──────── QUOTED PASSAGE ────────

Elegant

Elegant

By

Leonard Zwelling

In scientific terms, an elegant solution is one that is pleasingly ingenious and simple.

Elegant science is harder to find than one might imagine. I was a lab-based scientist for over twenty years and I may have done at most three elegant sets of experiments.

The first demonstrated that sulfur-based compounds could block the lethal effects of cisplatin in mammalian cells. This cemented the two-step, crosslinking mechanism of the drug’s cytotoxic action.

The second described in detail a phenomenon first observed by my friend Warren Ross that certain planar cancer drugs seemed to elicit a strange protein-associated DNA cleaving effect in mammalian cells. My observations locked in the enzymatic nature of this effect which was eventually proven to be due to the drug stabilization of a topoisomerase II-DNA complex by Leroy Liu.

Later, I was able to show that the effect was quite different than anything previously known to break DNA in that it did not stimulate a common cellular reaction to DNA cleavage.

All of these observations occurred in the Laboratory of Molecular Pharmacology at the National Cancer Institute under the guidance of my mentor, Kurt Kohn. I honestly do not believe that any of the many papers I published while at MD Anderson could be considered elegant. They were solid science, but I don’t think anything I did in my lab in Houston ever came close to what I had done in Bethesda. I was on a great team there, led by a very great thinker and an elegant one.

──────── EXTRACTED RECORDS ────────

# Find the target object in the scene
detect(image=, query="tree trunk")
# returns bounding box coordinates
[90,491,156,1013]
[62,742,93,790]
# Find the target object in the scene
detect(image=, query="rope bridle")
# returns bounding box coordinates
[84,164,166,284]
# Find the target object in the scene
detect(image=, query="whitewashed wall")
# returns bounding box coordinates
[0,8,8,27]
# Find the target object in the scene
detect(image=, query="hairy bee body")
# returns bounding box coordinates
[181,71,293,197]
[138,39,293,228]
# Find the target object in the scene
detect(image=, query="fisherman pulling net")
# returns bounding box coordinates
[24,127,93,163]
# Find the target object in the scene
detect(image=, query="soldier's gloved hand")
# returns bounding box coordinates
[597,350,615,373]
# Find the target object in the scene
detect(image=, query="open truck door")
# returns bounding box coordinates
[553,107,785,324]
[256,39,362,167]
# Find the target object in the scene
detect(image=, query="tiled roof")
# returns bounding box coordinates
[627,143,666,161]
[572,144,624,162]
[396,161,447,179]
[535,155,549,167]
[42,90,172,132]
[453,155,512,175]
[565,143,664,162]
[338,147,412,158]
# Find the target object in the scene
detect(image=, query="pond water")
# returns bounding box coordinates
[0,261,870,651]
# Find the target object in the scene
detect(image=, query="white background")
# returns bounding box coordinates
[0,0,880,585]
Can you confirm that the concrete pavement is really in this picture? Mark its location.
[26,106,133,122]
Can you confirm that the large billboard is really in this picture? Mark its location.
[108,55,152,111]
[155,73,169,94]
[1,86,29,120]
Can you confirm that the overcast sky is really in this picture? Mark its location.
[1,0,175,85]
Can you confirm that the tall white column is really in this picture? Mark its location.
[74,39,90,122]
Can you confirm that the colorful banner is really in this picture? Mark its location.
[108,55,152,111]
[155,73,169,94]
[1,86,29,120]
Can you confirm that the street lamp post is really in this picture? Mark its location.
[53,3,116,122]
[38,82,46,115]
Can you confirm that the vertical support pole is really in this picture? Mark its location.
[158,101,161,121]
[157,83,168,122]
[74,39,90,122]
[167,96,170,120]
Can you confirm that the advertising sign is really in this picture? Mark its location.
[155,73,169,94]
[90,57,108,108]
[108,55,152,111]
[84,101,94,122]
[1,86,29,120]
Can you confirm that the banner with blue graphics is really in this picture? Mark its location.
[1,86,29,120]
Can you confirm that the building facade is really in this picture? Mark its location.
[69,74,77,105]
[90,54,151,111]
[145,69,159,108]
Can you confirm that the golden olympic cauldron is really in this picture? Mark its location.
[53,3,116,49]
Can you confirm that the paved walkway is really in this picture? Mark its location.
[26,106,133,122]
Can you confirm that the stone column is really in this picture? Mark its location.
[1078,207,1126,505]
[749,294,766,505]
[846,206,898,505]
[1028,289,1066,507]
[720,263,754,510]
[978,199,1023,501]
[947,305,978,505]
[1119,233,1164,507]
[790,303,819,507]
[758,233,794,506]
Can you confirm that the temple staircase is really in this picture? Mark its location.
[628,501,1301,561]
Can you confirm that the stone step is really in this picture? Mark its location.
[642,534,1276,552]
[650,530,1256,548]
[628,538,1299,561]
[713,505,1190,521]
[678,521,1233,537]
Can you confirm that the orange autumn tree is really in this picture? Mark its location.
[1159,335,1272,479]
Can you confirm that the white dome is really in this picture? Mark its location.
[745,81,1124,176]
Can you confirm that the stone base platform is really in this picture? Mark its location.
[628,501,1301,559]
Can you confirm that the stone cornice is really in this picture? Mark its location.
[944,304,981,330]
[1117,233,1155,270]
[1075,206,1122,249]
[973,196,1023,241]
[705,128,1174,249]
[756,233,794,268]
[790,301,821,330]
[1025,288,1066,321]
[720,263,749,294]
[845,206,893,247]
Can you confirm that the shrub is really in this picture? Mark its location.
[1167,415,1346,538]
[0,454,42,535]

────────

_TASK BRIEF_
Copy out the essay on elegant science in full, word for word. This data has no connection to the essay above.

_TASK ANSWER_
Elegant

Elegant

By

Leonard Zwelling

In scientific terms, an elegant solution is one that is pleasingly ingenious and simple.

Elegant science is harder to find than one might imagine. I was a lab-based scientist for over twenty years and I may have done at most three elegant sets of experiments.

The first demonstrated that sulfur-based compounds could block the lethal effects of cisplatin in mammalian cells. This cemented the two-step, crosslinking mechanism of the drug’s cytotoxic action.

The second described in detail a phenomenon first observed by my friend Warren Ross that certain planar cancer drugs seemed to elicit a strange protein-associated DNA cleaving effect in mammalian cells. My observations locked in the enzymatic nature of this effect which was eventually proven to be due to the drug stabilization of a topoisomerase II-DNA complex by Leroy Liu.

Later, I was able to show that the effect was quite different than anything previously known to break DNA in that it did not stimulate a common cellular reaction to DNA cleavage.

All of these observations occurred in the Laboratory of Molecular Pharmacology at the National Cancer Institute under the guidance of my mentor, Kurt Kohn. I honestly do not believe that any of the many papers I published while at MD Anderson could be considered elegant. They were solid science, but I don’t think anything I did in my lab in Houston ever came close to what I had done in Bethesda. I was on a great team there, led by a very great thinker and an elegant one.